▶ _EXERCISE DIRECTIONS_: Quote the lines of the data below word for word, starting at the line containing "like point(637, 243)." and ending at the line containing "point(586, 213)". Include both of those lines.

▶ _MATERIAL_:
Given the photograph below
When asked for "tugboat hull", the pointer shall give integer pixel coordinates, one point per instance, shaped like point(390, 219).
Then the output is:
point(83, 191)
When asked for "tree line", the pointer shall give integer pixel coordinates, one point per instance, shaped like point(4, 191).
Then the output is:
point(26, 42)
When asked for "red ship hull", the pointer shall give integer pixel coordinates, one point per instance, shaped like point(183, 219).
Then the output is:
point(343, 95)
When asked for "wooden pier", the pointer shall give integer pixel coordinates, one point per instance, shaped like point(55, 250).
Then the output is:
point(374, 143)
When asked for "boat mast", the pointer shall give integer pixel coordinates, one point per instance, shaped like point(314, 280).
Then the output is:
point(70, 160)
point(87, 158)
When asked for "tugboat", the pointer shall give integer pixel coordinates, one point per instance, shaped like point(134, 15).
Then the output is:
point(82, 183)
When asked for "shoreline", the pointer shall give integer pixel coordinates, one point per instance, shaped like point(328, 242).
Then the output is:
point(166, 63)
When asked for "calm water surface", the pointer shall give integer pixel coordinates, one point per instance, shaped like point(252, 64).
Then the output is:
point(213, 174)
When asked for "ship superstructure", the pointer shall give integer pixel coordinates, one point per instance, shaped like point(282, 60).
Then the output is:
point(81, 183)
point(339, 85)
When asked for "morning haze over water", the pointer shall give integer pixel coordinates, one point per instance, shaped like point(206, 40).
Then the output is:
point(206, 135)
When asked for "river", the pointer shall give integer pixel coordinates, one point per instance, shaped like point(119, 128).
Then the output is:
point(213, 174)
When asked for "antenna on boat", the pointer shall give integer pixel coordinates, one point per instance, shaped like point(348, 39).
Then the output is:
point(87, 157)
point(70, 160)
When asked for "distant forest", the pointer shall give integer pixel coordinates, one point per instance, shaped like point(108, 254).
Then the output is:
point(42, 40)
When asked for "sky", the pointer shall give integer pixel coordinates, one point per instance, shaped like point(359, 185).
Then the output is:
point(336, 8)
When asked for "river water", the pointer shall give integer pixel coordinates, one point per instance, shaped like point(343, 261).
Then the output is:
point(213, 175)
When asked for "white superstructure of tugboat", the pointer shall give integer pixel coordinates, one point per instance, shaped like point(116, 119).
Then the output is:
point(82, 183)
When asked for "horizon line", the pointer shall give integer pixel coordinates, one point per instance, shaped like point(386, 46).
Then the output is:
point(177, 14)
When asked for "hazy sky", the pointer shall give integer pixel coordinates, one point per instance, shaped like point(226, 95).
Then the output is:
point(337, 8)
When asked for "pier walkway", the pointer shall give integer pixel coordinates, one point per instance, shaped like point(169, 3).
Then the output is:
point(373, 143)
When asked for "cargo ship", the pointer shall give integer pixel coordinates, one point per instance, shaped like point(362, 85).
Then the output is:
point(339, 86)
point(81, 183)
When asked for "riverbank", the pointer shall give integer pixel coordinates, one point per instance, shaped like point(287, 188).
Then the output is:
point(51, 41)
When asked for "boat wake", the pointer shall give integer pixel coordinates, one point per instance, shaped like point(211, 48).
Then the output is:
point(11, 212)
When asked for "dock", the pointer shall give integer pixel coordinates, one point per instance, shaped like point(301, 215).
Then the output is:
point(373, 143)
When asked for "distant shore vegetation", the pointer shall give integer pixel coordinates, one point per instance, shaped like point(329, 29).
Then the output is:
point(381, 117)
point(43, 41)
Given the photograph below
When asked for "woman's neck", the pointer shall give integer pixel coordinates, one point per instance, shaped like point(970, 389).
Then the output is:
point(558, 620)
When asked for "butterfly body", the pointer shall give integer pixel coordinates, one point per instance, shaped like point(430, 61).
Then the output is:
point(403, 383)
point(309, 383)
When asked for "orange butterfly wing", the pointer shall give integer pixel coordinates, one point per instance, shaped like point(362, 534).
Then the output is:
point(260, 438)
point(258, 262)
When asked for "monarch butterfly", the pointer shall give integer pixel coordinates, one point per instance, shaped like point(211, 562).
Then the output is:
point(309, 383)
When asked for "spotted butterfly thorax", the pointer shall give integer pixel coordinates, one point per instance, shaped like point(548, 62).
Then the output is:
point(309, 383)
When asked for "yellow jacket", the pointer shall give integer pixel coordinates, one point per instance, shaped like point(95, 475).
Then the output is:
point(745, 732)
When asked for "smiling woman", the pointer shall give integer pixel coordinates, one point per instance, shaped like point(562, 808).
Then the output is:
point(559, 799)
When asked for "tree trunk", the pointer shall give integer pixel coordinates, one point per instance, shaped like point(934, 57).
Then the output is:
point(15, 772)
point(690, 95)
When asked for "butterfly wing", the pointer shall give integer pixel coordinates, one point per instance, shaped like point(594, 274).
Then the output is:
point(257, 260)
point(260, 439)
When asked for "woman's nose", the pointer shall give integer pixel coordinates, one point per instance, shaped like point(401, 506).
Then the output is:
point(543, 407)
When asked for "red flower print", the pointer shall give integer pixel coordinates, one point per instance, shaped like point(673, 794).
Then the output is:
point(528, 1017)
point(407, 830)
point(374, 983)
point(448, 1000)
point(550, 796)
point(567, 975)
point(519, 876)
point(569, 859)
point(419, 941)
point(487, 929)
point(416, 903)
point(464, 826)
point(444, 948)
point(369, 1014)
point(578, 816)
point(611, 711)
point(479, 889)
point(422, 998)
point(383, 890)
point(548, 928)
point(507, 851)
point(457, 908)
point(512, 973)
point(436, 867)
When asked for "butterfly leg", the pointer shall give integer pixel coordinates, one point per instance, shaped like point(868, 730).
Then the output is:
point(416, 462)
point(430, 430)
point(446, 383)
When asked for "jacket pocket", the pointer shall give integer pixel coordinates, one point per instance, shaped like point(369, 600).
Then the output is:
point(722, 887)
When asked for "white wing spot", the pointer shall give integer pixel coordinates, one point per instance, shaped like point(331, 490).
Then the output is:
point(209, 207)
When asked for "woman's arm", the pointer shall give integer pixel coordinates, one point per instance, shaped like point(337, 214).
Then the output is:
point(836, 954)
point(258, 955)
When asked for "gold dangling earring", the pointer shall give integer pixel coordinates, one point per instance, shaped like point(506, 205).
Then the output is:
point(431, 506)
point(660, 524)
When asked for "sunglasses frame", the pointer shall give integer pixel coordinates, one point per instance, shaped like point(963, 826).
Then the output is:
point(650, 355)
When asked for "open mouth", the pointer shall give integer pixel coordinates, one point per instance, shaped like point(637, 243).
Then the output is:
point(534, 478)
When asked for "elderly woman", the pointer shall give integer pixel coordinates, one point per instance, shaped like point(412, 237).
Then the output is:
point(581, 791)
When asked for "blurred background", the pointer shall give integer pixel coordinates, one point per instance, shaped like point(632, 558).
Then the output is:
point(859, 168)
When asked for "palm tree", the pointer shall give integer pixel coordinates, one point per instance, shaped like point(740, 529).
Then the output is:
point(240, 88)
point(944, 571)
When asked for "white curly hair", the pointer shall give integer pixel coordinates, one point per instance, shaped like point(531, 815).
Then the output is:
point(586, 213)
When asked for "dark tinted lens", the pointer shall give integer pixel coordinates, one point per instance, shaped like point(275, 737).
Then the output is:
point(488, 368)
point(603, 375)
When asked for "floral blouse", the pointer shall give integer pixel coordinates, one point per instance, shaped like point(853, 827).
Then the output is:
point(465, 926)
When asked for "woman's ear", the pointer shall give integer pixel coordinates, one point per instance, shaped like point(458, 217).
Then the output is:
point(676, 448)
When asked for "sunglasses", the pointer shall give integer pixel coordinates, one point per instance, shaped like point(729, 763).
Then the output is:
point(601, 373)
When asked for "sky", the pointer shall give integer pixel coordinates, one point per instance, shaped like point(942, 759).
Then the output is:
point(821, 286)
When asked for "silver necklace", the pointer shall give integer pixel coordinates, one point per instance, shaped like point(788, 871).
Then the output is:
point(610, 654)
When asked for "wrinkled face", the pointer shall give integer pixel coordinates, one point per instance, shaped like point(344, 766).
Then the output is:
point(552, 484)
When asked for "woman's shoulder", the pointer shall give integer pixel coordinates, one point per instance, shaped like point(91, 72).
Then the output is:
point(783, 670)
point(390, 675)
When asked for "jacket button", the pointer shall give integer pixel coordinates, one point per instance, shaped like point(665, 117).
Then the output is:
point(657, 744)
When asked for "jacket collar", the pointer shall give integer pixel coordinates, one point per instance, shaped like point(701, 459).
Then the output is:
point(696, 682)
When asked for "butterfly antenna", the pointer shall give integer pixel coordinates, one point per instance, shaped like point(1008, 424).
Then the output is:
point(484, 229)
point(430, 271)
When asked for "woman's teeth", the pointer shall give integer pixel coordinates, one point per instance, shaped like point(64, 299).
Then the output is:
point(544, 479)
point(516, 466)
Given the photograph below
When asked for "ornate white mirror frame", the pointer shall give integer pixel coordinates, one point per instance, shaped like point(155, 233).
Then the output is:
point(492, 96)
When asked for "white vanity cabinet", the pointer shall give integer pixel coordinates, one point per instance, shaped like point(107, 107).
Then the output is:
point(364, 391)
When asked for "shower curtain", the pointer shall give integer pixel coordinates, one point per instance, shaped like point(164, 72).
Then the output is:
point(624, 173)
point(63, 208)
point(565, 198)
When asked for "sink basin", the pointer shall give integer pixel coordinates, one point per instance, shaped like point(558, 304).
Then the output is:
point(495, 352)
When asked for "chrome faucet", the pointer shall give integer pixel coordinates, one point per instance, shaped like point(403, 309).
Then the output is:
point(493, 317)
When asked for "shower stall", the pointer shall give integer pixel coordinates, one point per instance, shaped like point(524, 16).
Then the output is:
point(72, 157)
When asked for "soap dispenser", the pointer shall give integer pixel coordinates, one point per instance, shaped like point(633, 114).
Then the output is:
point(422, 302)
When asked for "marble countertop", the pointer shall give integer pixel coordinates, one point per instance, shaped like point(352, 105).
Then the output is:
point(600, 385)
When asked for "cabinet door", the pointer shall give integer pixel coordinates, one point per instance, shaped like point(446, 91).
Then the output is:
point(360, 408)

▶ _EXPECTED ANSWER_:
When asked for "open mouth", the pointer shall give integer pixel coordinates, one point per instance, shaped like point(637, 243).
Then the output is:
point(534, 478)
When asked for "elderly woman", the pointer shall give integer pixel coordinates, one point per instance, shaped like point(412, 237).
Then the output is:
point(581, 791)
When asked for "blurred background", the pointer shall give integer pixel coordinates, one point per instance, shaped like point(632, 558).
Then the output is:
point(859, 168)
When asked for "palm tree", the pointer shall give integer pixel coordinates, one point per instance, shaped like point(740, 529).
Then the output is:
point(240, 88)
point(944, 571)
When asked for "white curly hair", the pointer shall give integer pixel coordinates, one point per instance, shaped like point(531, 815).
Then the output is:
point(586, 213)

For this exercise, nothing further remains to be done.